+++ Available data
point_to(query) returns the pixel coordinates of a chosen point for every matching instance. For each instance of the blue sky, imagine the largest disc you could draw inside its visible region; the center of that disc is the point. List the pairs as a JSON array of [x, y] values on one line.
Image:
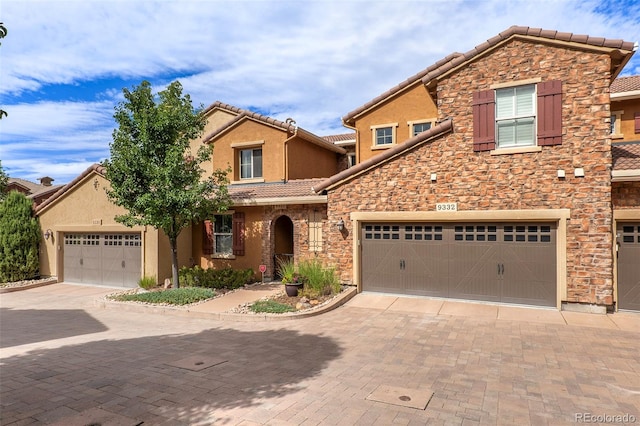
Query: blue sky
[[63, 64]]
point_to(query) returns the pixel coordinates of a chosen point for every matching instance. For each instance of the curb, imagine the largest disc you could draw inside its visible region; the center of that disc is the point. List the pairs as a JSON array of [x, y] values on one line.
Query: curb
[[338, 301]]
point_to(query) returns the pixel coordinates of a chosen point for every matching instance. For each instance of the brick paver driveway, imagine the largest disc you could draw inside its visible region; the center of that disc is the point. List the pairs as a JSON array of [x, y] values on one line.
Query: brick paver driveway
[[65, 361]]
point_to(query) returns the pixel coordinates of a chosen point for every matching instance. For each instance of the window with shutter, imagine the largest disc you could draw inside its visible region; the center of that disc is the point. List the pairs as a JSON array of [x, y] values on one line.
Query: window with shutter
[[484, 122], [238, 233]]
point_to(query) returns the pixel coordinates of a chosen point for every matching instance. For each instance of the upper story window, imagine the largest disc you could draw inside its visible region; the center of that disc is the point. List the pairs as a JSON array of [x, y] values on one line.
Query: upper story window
[[384, 135], [516, 116], [251, 163]]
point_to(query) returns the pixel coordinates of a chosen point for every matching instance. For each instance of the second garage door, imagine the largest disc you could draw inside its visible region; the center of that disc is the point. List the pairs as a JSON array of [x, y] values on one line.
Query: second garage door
[[498, 262], [105, 259]]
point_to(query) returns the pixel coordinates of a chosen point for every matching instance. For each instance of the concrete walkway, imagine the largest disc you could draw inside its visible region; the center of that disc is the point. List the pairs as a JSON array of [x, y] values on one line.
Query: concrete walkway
[[376, 360]]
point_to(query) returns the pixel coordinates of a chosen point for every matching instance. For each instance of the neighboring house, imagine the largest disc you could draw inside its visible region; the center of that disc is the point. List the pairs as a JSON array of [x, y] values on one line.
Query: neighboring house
[[507, 194], [84, 244], [275, 214], [36, 192]]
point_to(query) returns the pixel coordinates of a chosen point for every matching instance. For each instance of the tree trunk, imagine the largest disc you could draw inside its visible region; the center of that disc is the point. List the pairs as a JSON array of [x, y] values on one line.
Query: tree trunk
[[174, 263]]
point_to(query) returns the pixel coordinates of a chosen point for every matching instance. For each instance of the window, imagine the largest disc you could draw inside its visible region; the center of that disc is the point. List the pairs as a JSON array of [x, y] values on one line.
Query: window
[[222, 234], [616, 121], [384, 135], [515, 116], [420, 127], [518, 117], [251, 163]]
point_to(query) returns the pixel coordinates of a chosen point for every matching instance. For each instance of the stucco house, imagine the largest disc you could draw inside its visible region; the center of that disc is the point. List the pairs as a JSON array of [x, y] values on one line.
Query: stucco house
[[491, 175]]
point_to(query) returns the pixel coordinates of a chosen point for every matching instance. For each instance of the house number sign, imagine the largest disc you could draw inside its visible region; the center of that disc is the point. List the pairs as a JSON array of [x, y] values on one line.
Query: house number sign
[[446, 207]]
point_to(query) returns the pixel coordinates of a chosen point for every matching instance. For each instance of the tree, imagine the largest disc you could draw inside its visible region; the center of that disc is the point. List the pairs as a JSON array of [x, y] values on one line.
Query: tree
[[153, 174], [20, 237], [4, 181]]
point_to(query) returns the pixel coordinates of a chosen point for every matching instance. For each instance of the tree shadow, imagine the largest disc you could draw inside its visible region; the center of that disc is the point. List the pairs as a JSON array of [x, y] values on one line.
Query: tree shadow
[[23, 326], [139, 378]]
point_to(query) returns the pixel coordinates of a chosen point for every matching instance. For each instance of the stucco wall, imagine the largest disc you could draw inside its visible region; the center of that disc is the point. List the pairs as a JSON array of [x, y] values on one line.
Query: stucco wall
[[482, 181]]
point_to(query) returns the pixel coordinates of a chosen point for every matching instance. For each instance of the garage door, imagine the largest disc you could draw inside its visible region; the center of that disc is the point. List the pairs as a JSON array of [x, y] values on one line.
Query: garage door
[[498, 262], [628, 236], [105, 259]]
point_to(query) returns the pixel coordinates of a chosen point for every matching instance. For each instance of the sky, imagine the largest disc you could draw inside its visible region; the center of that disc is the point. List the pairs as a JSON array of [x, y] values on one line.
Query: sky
[[63, 64]]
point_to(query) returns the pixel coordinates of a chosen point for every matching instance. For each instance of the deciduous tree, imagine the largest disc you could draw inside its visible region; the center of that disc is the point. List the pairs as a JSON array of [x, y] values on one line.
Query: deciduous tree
[[152, 171]]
++++++
Rewrite the data above as a two-column CSV with the header input,output, one row for each answer. Put everything that comes before that answer in input and the answer in output, wrap each field in double quotes, turn line breaks into spaces, and leave the picture out.

Exercise answer ::
input,output
"point_to(query) returns the pixel coordinates of a chosen point for every matching instance. For each instance of the blue sky, imagine the largest disc you could draw inside its visible region; the center of that disc is the point. List the pairs as a JSON array of [x, y] values on one line. Image: Query: blue sky","[[63, 64]]"
"point_to(query) returns the pixel coordinates of a chosen point for every matching instance. For each instance of the curb, imagine the largest disc you could draw inside its visible region; the center of that disc is the point. List the pairs as a JSON array of [x, y] values on one line. Query: curb","[[338, 301]]"
"point_to(query) returns the pixel coordinates of a chosen point for every matching instance. For each instance of the brick paver driveway, imagine the largest disc you could draw inside its visible region; the center of that disc is the point. List the pairs as a JSON array of [x, y] values on one line. Query: brick paver driveway","[[65, 361]]"
"point_to(query) returns the pixel coordinates of a chosen point for every matching instance. For each instance of the window with shutter, imagine the largest disc you could draw inside its visible region; the center of that disc is the point. List the pairs as a JSON array of [x, y] values on one line. Query: window with shutter","[[484, 122], [238, 233]]"
"point_to(query) returns the pixel coordinates of a chosen point for every matching instance. For each instance of the upper story window, imagine the largest disc you could draw inside its visible region; the center of that disc is the point. List the pairs as a JSON array of [x, y] values on one line. Query: upper story window","[[384, 135], [516, 116], [251, 163]]"
"point_to(query) returns the pixel coordinates of a chosen point for every matching instance. For each instance of the second garage door, imagine the largest disc you could draw inside its visible region; the center of that disc is the point. List the pairs as a JSON array of [x, y] values on one line. Query: second garage door","[[498, 262], [105, 259]]"
"point_to(query) returns the pixel coordinates of a chosen point for every matching instance. For each instance of the concrete walkway, imagine the largest disc you could draw inside its visible region; the center of that disc is the point. List the pairs as a JSON array of [x, y] values on one line. Query: concrete walkway","[[376, 360]]"
"point_to(query) returns the pixel coordinates of a chosen point for every matching instance. For each instance of the neighboring house, imagine the largest disc you could draw inside its visible region; the center of that disc is the point. List the pairs as a JSON array of [x, y] values on one line. Query: neighboring house","[[507, 194], [84, 244], [275, 214], [36, 192]]"
"point_to(query) returns the pixel coordinates of a chosen point for every matching instance. For each instance of the tree trunk, imagine the largest disc you could draw inside its visible region; the center of that disc is the point. List the pairs as a JSON array of [x, y] values on one line. Query: tree trunk","[[174, 263]]"
"point_to(query) returns the pixel coordinates of a chosen point for every matching instance. For each instance of the window, imagine the largest disc you could draw inside its visible region; the center of that disc is the point. List the pairs as a JSON array of [x, y] values on one line. Query: window","[[222, 234], [616, 121], [384, 135], [515, 116], [420, 127], [518, 117], [251, 163]]"
"point_to(query) returns the pixel coordinates of a chosen point for every matching instance. For each instance of the stucco house, imagine the largest disc you could draw inside its visible region; the center of that disc is the point. List the pairs as a JSON array of [x, y] values on one line. Query: stucco house","[[491, 175]]"
"point_to(query) returns the pixel coordinates of a chosen point for every matching instance. For each instance of the house number sign, imagine the largest disc you could draw inside its visible region; the center of that disc is the point. List the pairs as a JSON array of [x, y] values on one line. Query: house number sign","[[446, 207]]"
"point_to(query) returns the pixel coordinates of a chosen point for every matching instance. For each instance of the tree, imagine the largest disc you could draw inside its visible region; the center of that disc is the point. List the pairs as a JSON array of [x, y] values on one line. Query: tree","[[153, 174], [20, 237], [4, 181]]"
"point_to(query) returns the pixel coordinates of a chosen point for every matching instance. For each instance of the tree shadow, imagine the largest disc you could draw inside its visible region; the center of that disc is the point. List the pairs as a JSON array of [x, y] values on one line. Query: tree shadow","[[23, 326], [139, 378]]"
"point_to(query) returns the pixel coordinates of a chosen point for every matching instance. For each instance of the stucco wall, imagine the largest disc you could draw inside its visible region; the center of that disc is the point. List the pairs as a JSON array of [x, y] values on one line. Query: stucco wall","[[482, 181]]"
"point_to(query) returns the pixel coordinates of a chosen point for every matching instance. For each instance of the garage door, imagine the largest disc you could draw inside its visible region; the center of that disc is the point. List the pairs as a JSON array of [x, y] values on one line. Query: garage door","[[498, 262], [628, 236], [105, 259]]"
"point_to(query) returns the pixel coordinates of a chosen point for every matching instance. For each instance of the sky, imagine the largest disc you could draw inside its visible region; the center of that disc is the point. List the pairs as a JSON array of [x, y] values on one line. Query: sky","[[63, 64]]"
"point_to(query) returns the pixel coordinates of a chosen point for every matching instance. For each instance of the deciduous tree, imagine the largest disc you could draw inside its visible region; the center of that disc is the point. List the pairs as a JSON array of [x, y] values on one line. Query: deciduous tree","[[152, 171]]"